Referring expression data
######

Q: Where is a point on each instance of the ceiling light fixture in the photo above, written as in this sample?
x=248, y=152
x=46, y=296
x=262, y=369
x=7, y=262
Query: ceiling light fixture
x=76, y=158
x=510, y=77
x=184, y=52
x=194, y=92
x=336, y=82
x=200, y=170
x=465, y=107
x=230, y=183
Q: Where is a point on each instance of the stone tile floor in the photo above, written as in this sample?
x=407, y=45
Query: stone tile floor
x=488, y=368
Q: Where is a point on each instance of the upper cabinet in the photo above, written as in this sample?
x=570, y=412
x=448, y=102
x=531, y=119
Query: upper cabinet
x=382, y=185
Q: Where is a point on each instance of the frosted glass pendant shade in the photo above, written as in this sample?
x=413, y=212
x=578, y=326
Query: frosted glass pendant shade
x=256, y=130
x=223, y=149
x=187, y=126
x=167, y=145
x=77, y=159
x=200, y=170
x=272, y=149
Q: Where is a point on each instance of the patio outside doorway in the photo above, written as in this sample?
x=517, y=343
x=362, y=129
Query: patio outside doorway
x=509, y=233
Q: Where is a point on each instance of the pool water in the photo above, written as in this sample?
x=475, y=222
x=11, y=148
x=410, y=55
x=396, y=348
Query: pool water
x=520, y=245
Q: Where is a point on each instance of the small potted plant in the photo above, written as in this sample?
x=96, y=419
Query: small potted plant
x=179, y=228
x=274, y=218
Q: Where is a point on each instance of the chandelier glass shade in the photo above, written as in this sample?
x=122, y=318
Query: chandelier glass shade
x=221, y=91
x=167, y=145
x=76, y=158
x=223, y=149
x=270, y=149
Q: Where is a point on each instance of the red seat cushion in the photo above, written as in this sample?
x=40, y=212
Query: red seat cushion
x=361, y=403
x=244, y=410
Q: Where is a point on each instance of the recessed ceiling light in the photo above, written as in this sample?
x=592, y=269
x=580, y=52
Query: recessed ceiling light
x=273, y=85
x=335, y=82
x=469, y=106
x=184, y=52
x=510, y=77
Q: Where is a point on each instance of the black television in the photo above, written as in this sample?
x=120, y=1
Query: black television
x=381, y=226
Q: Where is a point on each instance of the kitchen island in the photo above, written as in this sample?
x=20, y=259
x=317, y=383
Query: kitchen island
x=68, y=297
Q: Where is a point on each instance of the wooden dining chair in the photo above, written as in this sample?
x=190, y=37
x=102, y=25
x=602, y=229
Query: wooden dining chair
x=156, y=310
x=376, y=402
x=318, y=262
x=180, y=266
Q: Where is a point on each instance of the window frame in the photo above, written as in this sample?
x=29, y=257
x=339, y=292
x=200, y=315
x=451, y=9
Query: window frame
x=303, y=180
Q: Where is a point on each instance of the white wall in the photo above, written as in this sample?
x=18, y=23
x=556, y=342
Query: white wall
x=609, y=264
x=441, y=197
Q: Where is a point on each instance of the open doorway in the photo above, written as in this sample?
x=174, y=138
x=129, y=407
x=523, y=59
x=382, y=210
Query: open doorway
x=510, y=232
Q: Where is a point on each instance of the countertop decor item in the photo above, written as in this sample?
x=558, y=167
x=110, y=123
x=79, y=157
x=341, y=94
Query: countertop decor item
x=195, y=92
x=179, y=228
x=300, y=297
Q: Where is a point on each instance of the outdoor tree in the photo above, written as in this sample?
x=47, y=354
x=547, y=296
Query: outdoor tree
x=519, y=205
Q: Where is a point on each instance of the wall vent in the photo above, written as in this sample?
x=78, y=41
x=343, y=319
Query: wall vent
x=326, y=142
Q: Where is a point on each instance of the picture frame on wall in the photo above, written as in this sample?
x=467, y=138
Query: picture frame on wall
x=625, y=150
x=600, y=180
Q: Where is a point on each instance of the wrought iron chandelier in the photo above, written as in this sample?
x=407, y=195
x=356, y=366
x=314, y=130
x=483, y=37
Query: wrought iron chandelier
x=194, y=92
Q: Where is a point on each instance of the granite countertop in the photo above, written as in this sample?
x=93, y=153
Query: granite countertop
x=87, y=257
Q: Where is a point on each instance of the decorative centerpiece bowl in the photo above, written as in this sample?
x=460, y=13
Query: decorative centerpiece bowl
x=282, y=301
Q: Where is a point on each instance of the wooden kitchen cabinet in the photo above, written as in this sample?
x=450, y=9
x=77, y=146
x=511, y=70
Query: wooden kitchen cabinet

######

- _WHAT THE TASK REQUIRES_
Only the lines from the one containing "x=79, y=157" through the end of the entries above belong in the answer; repeat them exactly.

- _EXERCISE RESPONSE_
x=79, y=157
x=341, y=94
Query: countertop decor item
x=195, y=92
x=179, y=228
x=300, y=297
Q: Where is a point on each instance of the outdoor tree in the photo above, written as in this sample?
x=47, y=354
x=547, y=296
Query: outdoor tree
x=519, y=205
Q: Where is a point on each instance of the wall vent in the photo above, written as in this sample?
x=78, y=41
x=343, y=319
Query: wall vent
x=326, y=142
Q: Where is a point on each instance of the picture frame on wall in the photo above, written as in this sample?
x=467, y=138
Query: picture frame on wall
x=625, y=150
x=600, y=180
Q: Where is a point on each instance of the wrought iron chandelier in the photo above, written as in this sample?
x=407, y=195
x=356, y=366
x=314, y=130
x=483, y=37
Query: wrought iron chandelier
x=194, y=92
Q: Where is a point on each instance of the granite countertop in the photo above, written as in this sample?
x=93, y=153
Query: granite countertop
x=87, y=257
Q: Where is a point on each instance of the decorative centerpiece bowl in the photo above, written as in this sample?
x=460, y=13
Query: decorative centerpiece bowl
x=282, y=301
Q: Where is a point on each instance of the wooden kitchen cabinet in the photo above, written as in this sample?
x=450, y=9
x=77, y=146
x=511, y=70
Query: wooden kitchen cabinet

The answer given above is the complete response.